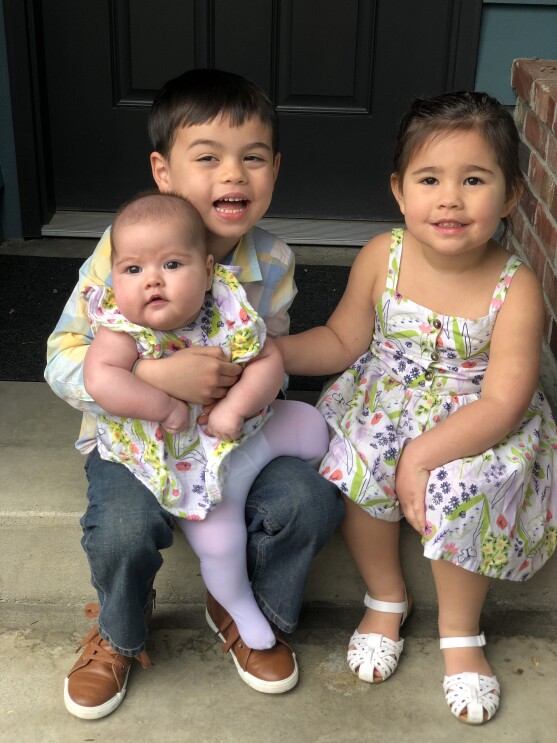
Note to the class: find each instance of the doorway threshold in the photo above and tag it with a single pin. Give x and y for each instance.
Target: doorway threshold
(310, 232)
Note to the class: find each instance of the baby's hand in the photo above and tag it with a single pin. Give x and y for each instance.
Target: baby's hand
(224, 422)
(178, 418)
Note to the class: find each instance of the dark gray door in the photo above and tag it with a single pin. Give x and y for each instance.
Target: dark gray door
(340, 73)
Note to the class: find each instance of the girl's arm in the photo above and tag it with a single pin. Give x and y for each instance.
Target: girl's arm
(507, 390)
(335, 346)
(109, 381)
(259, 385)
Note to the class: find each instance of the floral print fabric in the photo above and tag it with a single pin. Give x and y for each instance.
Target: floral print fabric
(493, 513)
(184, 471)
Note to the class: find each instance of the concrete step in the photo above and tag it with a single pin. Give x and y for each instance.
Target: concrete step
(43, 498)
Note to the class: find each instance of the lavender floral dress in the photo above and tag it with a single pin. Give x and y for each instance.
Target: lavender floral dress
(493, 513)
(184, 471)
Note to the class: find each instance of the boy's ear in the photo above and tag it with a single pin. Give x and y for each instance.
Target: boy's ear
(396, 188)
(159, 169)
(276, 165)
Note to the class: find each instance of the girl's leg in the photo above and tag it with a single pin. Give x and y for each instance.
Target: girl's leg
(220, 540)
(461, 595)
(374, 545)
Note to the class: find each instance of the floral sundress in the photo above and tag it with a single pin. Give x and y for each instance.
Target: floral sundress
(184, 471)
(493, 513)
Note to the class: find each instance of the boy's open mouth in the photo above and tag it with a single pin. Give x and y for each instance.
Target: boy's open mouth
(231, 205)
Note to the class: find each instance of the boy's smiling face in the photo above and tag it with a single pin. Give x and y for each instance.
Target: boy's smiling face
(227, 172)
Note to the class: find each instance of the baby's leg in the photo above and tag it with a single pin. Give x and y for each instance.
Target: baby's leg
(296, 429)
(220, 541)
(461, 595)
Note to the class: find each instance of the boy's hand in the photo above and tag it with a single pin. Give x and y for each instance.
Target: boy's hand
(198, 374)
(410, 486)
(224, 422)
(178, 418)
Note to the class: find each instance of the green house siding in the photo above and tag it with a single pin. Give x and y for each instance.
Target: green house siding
________________
Apart from the pictures, the entries above are to be repeated in full and exactly.

● THE SOLUTION
Note to the class: find each instance of the doorway threshold in the photo above and tag it with a single pin. Give x and y for each instance.
Target: doorway threshold
(310, 232)
Note to the class: find each instance of the baby's hand in the photo above and tag it with a single pin. Give x and y for each instance.
Target: baby's hand
(224, 422)
(178, 418)
Note to the class: find each instance of the dark gray door in the photo above and tag it with a single pin. Give x and y for each instance.
Target: dark gray door
(340, 73)
Note to the class: find each instance of the girl's arm in the photo above and tag it with a single pin. Give x and y for each instance.
Target: girl's arm
(507, 390)
(335, 346)
(109, 381)
(259, 385)
Note to the class: find each instance of the floral print fabric in the photo above and tag it with a single pin. Give x and y for each instance.
Target: floral print fabric
(493, 513)
(184, 471)
Note to the class: find each instance of the concrete step in the photo above and tag it with a single pin. Give x and y for each instance.
Target: concrete step
(43, 498)
Note to the class: find each instance of the lavender floral dress in the photo above and tag it with a single pin. Give x and y for each instance.
Target: lavender floral dress
(493, 513)
(184, 471)
Note to the class: find each instance of the boy's ear in the photo above and tag it with a single pin. Give x and y for each instance.
Target: boy's ear
(396, 188)
(159, 169)
(276, 165)
Note to the class: find each instance of the girl's leg in the photo above and tag it with a single pin. Give x and y for each instance.
Target: girl's leg
(220, 540)
(461, 595)
(374, 545)
Note to the class: find each instance of the floral sundress in the photo above and tag it with a single pin. Give x and y for each instance.
Target: floral sundress
(184, 471)
(493, 513)
Note to the class: find each instance of the boy's open mouth in the photo above and tag it with a single pin. Give x and y for each instance.
Target: boy's open mouth
(231, 205)
Note to the class: find each instance of the boy's smiling face in the photo above and tag it with a single pin. Give x and y for each instance.
Target: boy's smiling face
(227, 172)
Note to the class: find each instance of the baby's leg in the photo above and tag it with a single pin. Give x and y for each instance.
Target: baby's leg
(296, 429)
(220, 541)
(461, 595)
Note to the class: find each instance of the boy's hand in the photo above and tag it with a single pin. Give x and y for each instance.
Target: boy's hand
(198, 374)
(410, 486)
(224, 422)
(178, 418)
Note to the class: find each instance of the green house siding in the photo above and tag it with a single pin. Give x and y for each instance.
Target: green house siding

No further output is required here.